## INPUT RECORDS
○ ○ ○ ○ ○ ○ ○

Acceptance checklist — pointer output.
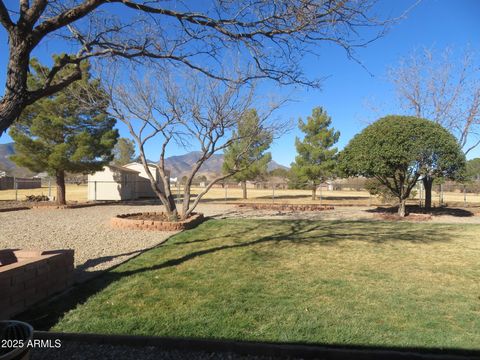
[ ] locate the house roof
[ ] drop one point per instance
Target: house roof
(123, 169)
(137, 163)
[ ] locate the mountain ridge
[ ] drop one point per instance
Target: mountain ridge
(179, 165)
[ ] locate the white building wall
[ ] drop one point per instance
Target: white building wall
(112, 184)
(144, 188)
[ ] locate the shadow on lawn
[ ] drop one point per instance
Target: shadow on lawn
(299, 232)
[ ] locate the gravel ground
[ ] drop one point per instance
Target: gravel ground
(83, 351)
(7, 204)
(99, 246)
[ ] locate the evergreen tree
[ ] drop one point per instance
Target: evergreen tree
(66, 132)
(248, 151)
(316, 159)
(124, 152)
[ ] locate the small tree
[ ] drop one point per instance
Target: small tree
(399, 150)
(123, 152)
(58, 134)
(248, 151)
(473, 169)
(316, 160)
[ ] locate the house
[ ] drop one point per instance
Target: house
(128, 182)
(113, 183)
(144, 188)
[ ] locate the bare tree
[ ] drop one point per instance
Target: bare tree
(269, 36)
(434, 86)
(194, 111)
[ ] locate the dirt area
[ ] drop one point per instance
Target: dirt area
(87, 230)
(338, 213)
(7, 205)
(99, 246)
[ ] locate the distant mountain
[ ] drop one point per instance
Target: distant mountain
(181, 165)
(6, 150)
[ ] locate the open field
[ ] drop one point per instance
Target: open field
(343, 282)
(337, 197)
(74, 193)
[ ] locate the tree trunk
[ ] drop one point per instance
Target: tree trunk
(60, 180)
(401, 208)
(14, 98)
(427, 184)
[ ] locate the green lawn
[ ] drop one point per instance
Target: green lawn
(345, 282)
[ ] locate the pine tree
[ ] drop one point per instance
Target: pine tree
(67, 132)
(248, 151)
(316, 159)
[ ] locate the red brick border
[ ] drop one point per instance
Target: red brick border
(124, 222)
(29, 276)
(287, 207)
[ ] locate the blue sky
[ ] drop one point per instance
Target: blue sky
(348, 87)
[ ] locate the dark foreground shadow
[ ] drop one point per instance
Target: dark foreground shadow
(191, 348)
(415, 209)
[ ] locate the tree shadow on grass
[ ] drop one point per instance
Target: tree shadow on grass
(298, 232)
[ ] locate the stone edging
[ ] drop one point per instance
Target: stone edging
(123, 222)
(275, 350)
(287, 207)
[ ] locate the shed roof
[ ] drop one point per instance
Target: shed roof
(122, 169)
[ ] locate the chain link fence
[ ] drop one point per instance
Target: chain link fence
(336, 192)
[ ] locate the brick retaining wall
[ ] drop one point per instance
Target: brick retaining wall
(27, 277)
(123, 222)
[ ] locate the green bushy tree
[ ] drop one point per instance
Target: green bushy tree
(66, 132)
(397, 151)
(248, 151)
(316, 159)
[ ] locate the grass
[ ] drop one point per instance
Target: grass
(369, 283)
(74, 193)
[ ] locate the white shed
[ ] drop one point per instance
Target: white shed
(113, 183)
(144, 188)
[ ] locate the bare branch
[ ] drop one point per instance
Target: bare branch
(5, 19)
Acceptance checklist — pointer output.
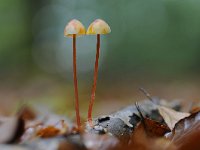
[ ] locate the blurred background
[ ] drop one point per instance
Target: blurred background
(154, 44)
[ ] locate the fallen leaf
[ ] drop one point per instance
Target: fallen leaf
(154, 128)
(141, 141)
(186, 132)
(170, 116)
(47, 132)
(11, 129)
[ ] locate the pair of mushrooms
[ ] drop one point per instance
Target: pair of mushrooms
(73, 29)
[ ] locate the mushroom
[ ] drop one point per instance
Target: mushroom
(73, 29)
(97, 27)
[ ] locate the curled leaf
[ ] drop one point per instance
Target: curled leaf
(170, 116)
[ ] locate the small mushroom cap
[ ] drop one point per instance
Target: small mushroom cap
(98, 27)
(74, 27)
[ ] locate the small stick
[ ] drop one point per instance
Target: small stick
(146, 94)
(140, 113)
(76, 83)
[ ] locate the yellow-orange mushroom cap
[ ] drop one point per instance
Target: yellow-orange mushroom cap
(98, 27)
(74, 27)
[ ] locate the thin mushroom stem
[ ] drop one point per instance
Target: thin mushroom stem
(94, 82)
(76, 83)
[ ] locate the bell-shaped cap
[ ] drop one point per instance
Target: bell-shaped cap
(74, 27)
(98, 27)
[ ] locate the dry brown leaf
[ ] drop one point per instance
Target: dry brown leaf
(154, 128)
(11, 129)
(48, 132)
(186, 133)
(141, 141)
(170, 116)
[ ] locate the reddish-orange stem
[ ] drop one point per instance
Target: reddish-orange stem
(76, 83)
(94, 82)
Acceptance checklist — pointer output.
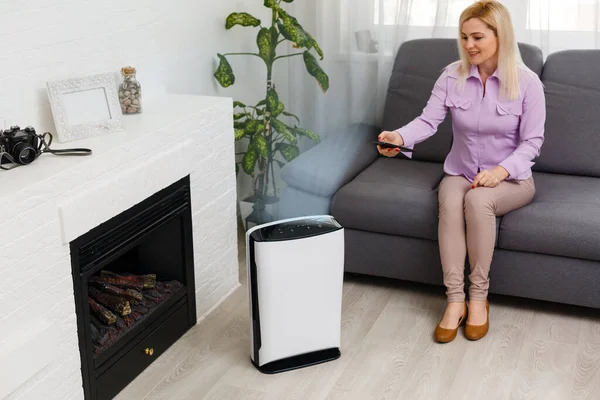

○ ○ ○ ○ ○ ○ ○

## WORK INSTRUCTIONS
Could you retype every record exactly, leaving the pictures out?

## TASK RESPONSE
Acceptance checklist — pointer output.
[ ] locate the house roof
[ ] drop one point per instance
Target: house roof
(123, 169)
(137, 163)
[ ] locate the mountain ridge
[ ] drop one point per instance
Target: mountain ridge
(179, 165)
[ ] locate the white building wall
[ ] drop one point per instance
Target: white building wall
(112, 184)
(144, 188)
[ ] locate the shadow on lawn
[ ] drop one point per instance
Target: shadow on lawn
(299, 232)
[ ] locate the gravel ground
[ ] drop one point per instance
Target: gravel ground
(83, 351)
(7, 204)
(99, 246)
[ ] locate the evergreen tree
[ ] drop one point per instance
Target: evergreen tree
(66, 132)
(248, 151)
(316, 159)
(124, 152)
[ ] locate the small tree
[ ] drop one point per instance
Target: small tree
(399, 150)
(123, 152)
(58, 134)
(248, 151)
(473, 169)
(316, 160)
[ ] locate the house
[ ] drop one point per instance
Target: house
(128, 182)
(113, 183)
(144, 188)
[ ] locate the bare tree
[ ] drop one point per instance
Target: bare tree
(269, 36)
(434, 86)
(194, 111)
[ ] locate the dirt area
[ ] drop one point per instance
Target: dirt area
(87, 230)
(338, 213)
(7, 205)
(99, 246)
[ ] locate the distant mountain
[ ] drop one point per instance
Target: distant mountain
(181, 165)
(6, 150)
[ ] locate the open field
[ ] drop one point per instance
Target: open field
(343, 282)
(337, 197)
(74, 193)
[ ] locate the tree trunk
[ ] drop one point per instance
Target: tree trunk
(60, 180)
(401, 208)
(14, 98)
(427, 184)
[ ] locate the green lawn
[ ] drop one point per instance
Target: green lawn
(345, 282)
[ ] locate the pine tree
[ ] drop one point per instance
Target: pine tree
(67, 132)
(248, 151)
(316, 159)
[ ] locate the red brick border
[ ] drop one point per instance
Target: red brick border
(124, 222)
(29, 276)
(287, 207)
[ ] locate the blue sky
[ ] drop one point per instance
Target: blue sky
(348, 87)
[ ] locate the dark foreground shadow
[ ] drop one point per instance
Target: dark foreground shadow
(191, 348)
(415, 209)
[ ] locate the tree shadow on grass
[ ] drop one point per instance
Target: tree shadow on grass
(298, 232)
[ ] locate the stone edging
[ ] drop one point per instance
Target: stone edging
(123, 222)
(275, 350)
(287, 207)
[ ] locate the shed roof
[ ] drop one point per instance
Target: shed roof
(122, 169)
[ ] locate the chain link fence
[ ] drop one point per instance
Target: chain link fence
(336, 192)
[ ] locate the brick retaining wall
[ ] drop one point per instance
Target: brick retaining wall
(27, 277)
(123, 222)
[ ] locate the green bushy tree
[ ] drop one point per instance
Target: green bushy tree
(66, 132)
(397, 151)
(248, 151)
(316, 159)
[ ] locate the grass
[ ] drop one point per instance
Target: grass
(369, 283)
(74, 193)
[ ] locate the white shed
[ ] drop one point per instance
Target: white shed
(113, 183)
(144, 188)
[ ] locate the bare branch
[ ] drop one point per instance
Target: bare branch
(5, 19)
Acceptance checklist — pointer output.
[ ] locate the blurred background
[ ] drop one point per instance
Target: blurred background
(154, 44)
[ ] locate the fallen leaf
[ ] drop one point per instance
Target: fallen leaf
(154, 128)
(141, 141)
(186, 132)
(170, 116)
(47, 132)
(11, 129)
[ ] locate the pair of mushrooms
[ ] drop one point per instance
Target: pair of mushrooms
(73, 29)
[ ] locate the mushroom
[ ] drop one point per instance
Target: mushroom
(73, 29)
(97, 27)
[ ] locate the curled leaf
[ ] drop one point per instance
Target: curled leaf
(170, 116)
[ ] locate the small mushroom cap
[ ] drop one point per instance
Target: small mushroom cap
(98, 27)
(74, 27)
[ ] locate the small stick
[ ] drop one point per instance
Target: small stick
(146, 94)
(140, 113)
(76, 83)
[ ] locate the yellow-orange mushroom cap
[ ] drop one point per instance
Target: yellow-orange mushroom cap
(98, 27)
(74, 27)
[ ] locate the thin mushroom stem
[ ] drop one point per instance
Target: thin mushroom stem
(94, 82)
(76, 83)
[ ] locate the bell-shaped cap
[ ] drop one point per instance
Target: bell-shaped cap
(74, 27)
(98, 27)
[ ] locate the dry brown leaf
[ ] drop one point per instance
Target: dry brown leaf
(154, 128)
(11, 129)
(48, 132)
(186, 133)
(141, 141)
(170, 116)
[ ] locate the reddish-orange stem
[ ] drop one point per instance
Target: reddish-orange stem
(76, 83)
(94, 82)
Acceptance checklist — pointer output.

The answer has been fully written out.